**PROBLEM 1**
Judge whether each statement below agrees with the cavity-backed spiral post. For each, answer yes or no and quote the deciding words of the post. (a) At lower frequencies, a spiral antenna's radiation is concentrated near the center. (b) The cavity sits behind the spiral arms. (c) The cavity backing can protect the antenna's internal components from moisture.
**PROBLEM 2**
Quote the cavity-backed spiral post word for word, starting at the words "Cavity-backed spirals are" and ending after the words "and environmental testing.".
**PROBLEM 3**
Using the cavity-backed spiral post, answer these questions:
(a) Which characteristics of spirals stay relatively constant over a broad range of frequencies?
(b) What kind of radiation pattern results from the cavity reflecting backward radiation forward?
(c) For what kind of applications are cavity-backed spirals generally better suited?

**SOURCE**
╔══

Spiral Series: The Cavity-Backed Spiral
June 2025
Spiral Series: The Cavity-Backed Spiral
Spiral antennas are frequency independent antennas with some practical performance limits.
In a previous post, we introduced the spiral antenna as inherently circularly-polarized frequency-independent antenna which, as the name suggests, features spiral-patterned conductive elements. Spirals are considered frequency-independent antennas, mostly because their characteristics like polarization, radiation pattern, and impedance remain relatively constant over a broad range of frequencies. While frequency-independent antennas theoretically have no bandwidth limitations, a spiral antenna’s bandwidth is limited in the sense that they generally perform better at higher frequencies. At lower frequencies, the antenna’s radiation is concentrated at the outermost part of the spiral, while at higher frequencies, it’s concentrated near the center, where the current distribution is more uniform.
The cavity within a cavity-backed spiral antenna reflects backward radiation forward.
This cavity is placed behind the spiral arms, reflecting backward radiation forward, thus creating a unidirectional pattern. This controls how electromagnetic waves interact with the antenna structure, specifically enhancing radiation efficiency, directivity, and impedance stability at longer wavelengths.
Cavity-backed spirals are generally better suited for airborne applications.
The cavity backing provides more structural stability, adding more protection from physical impact. Additionally, it can act as a shield, protecting the internal components of the spiral antenna from moisture, corrosion, and other harsh environmental factors, making spiral antennas more suitable for airborne applications than standard spirals. For more information, check out our blogs on flight qualification and environmental testing.
Should you choose a cavity-backed spiral over a standard spiral?

╚══

**SUPPLIED MATERIAL**
╔══

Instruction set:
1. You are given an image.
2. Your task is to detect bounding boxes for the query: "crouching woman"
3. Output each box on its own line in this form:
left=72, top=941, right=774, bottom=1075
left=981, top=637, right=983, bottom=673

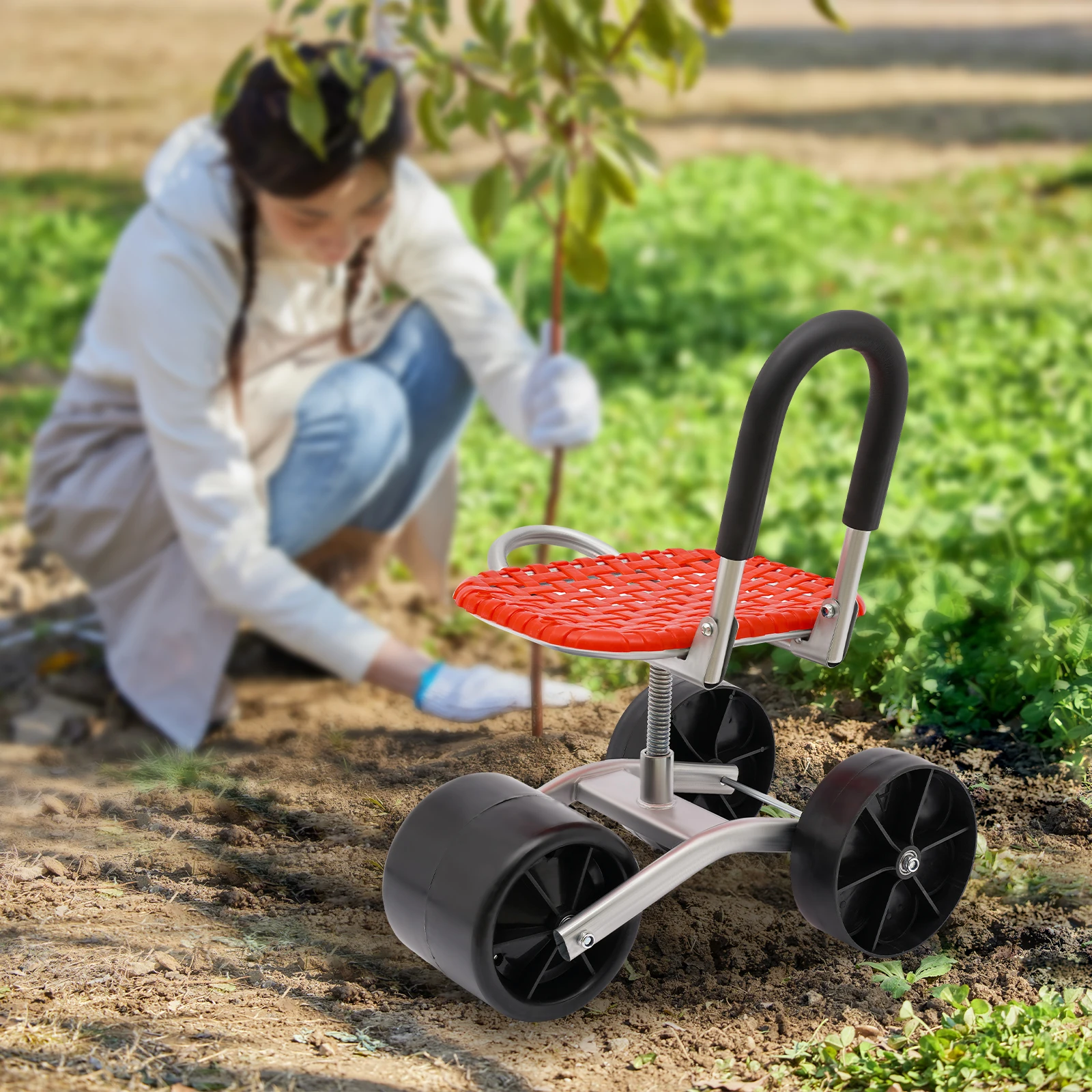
left=27, top=47, right=599, bottom=747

╚══

**TASK OUTPUT 1**
(a) No: "At lower frequencies, the antenna’s radiation is concentrated at the outermost part of the spiral"
(b) Yes: "This cavity is placed behind the spiral arms"
(c) Yes: "it can act as a shield, protecting the internal components of the spiral antenna from moisture"

**TASK OUTPUT 2**
Cavity-backed spirals are generally better suited for airborne applications.
The cavity backing provides more structural stability, adding more protection from physical impact. Additionally, it can act as a shield, protecting the internal components of the spiral antenna from moisture, corrosion, and other harsh environmental factors, making spiral antennas more suitable for airborne applications than standard spirals. For more information, check out our blogs on flight qualification and environmental testing.

**TASK OUTPUT 3**
(a) Polarization, radiation pattern, and impedance.
(b) A unidirectional pattern.
(c) Airborne applications.